>> BEGIN DATA EXCERPTS

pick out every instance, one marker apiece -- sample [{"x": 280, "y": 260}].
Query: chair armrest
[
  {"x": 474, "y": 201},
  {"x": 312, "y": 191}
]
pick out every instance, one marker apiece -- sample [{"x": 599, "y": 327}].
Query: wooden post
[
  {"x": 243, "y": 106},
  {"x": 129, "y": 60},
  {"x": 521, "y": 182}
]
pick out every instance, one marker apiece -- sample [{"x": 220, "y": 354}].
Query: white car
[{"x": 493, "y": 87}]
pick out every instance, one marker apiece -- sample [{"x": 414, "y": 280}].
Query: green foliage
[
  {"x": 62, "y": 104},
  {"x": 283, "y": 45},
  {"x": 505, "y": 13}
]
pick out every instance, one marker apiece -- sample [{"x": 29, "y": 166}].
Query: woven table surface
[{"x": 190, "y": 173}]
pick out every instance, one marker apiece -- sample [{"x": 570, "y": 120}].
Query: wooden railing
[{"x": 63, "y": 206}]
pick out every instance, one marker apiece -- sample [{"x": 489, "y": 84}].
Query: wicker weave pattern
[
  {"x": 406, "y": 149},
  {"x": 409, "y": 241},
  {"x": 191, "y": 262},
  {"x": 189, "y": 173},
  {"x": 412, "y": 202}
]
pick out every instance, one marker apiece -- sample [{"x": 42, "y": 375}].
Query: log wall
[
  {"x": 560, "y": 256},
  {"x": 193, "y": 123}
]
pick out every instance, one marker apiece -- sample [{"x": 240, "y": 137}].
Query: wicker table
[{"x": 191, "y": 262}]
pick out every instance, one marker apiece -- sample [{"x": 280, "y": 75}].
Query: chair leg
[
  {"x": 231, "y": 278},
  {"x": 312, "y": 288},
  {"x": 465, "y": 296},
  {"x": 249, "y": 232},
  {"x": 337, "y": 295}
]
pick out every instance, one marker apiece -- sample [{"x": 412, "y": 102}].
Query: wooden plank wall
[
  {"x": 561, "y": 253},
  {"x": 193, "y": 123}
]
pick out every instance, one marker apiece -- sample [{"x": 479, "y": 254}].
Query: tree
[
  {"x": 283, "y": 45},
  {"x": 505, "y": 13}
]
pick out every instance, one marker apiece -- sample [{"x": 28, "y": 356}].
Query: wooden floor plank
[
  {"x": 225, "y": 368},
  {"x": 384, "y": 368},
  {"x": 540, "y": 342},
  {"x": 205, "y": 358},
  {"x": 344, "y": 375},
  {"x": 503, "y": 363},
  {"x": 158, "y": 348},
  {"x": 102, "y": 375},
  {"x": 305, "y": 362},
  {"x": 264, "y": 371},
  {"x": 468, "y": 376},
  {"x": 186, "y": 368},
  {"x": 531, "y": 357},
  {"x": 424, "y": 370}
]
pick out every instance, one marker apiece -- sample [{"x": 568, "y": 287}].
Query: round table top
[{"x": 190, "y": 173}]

>> END DATA EXCERPTS

• _WHAT NEEDS TO BE DONE_
Copy each record from above exactly, and include every line.

• _SOLUTION TO THIS EXERCISE_
pick out every instance, one marker apiece -- sample [{"x": 280, "y": 260}].
Query: chair armrest
[
  {"x": 474, "y": 201},
  {"x": 312, "y": 191}
]
pick out every instance, one marker apiece -- sample [{"x": 599, "y": 327}].
Query: wooden post
[
  {"x": 243, "y": 106},
  {"x": 129, "y": 60},
  {"x": 521, "y": 182}
]
pick out every instance, one marker apiece -- sample [{"x": 220, "y": 354}].
Query: white car
[{"x": 493, "y": 87}]
pick out every instance, one marker apiece -- sample [{"x": 414, "y": 280}].
Query: green foliage
[
  {"x": 62, "y": 104},
  {"x": 283, "y": 45},
  {"x": 505, "y": 13}
]
pick out every instance, one marker apiece -- sample [{"x": 29, "y": 166}].
Query: woven table surface
[{"x": 190, "y": 173}]
pick out every instance, one marker apiece -- sample [{"x": 570, "y": 120}].
Query: wooden railing
[{"x": 63, "y": 206}]
pick out every instance, one marker apiece -- sample [{"x": 489, "y": 84}].
Query: wicker weave pattern
[
  {"x": 406, "y": 149},
  {"x": 409, "y": 241},
  {"x": 191, "y": 262},
  {"x": 189, "y": 173},
  {"x": 412, "y": 202}
]
pick out every instance, one marker apiece -- sample [{"x": 42, "y": 375}].
Query: log wall
[
  {"x": 560, "y": 256},
  {"x": 193, "y": 123}
]
pick out every instance, one marker apiece -- sample [{"x": 240, "y": 137}].
Query: wicker table
[{"x": 191, "y": 262}]
pick out every instance, one marker apiece -- sample [{"x": 280, "y": 75}].
Query: chair leg
[
  {"x": 231, "y": 278},
  {"x": 312, "y": 288},
  {"x": 465, "y": 296},
  {"x": 249, "y": 232},
  {"x": 337, "y": 295}
]
pick out every instance, one marker apiece -- sample [{"x": 412, "y": 102}].
Query: wooden plank wall
[
  {"x": 561, "y": 253},
  {"x": 193, "y": 123}
]
pick out every instance, one marker apiece -- sample [{"x": 479, "y": 254}].
Query: tree
[
  {"x": 283, "y": 45},
  {"x": 505, "y": 13}
]
pick out every instance, one marker apiece -- sample [{"x": 28, "y": 356}].
Query: wooden floor plank
[
  {"x": 225, "y": 368},
  {"x": 384, "y": 368},
  {"x": 540, "y": 342},
  {"x": 205, "y": 358},
  {"x": 344, "y": 375},
  {"x": 503, "y": 363},
  {"x": 158, "y": 348},
  {"x": 102, "y": 375},
  {"x": 305, "y": 362},
  {"x": 264, "y": 371},
  {"x": 468, "y": 376},
  {"x": 186, "y": 368},
  {"x": 531, "y": 357},
  {"x": 424, "y": 370}
]
pick out every instance, one marker apiece -- sample [{"x": 568, "y": 287}].
Query: round table top
[{"x": 190, "y": 173}]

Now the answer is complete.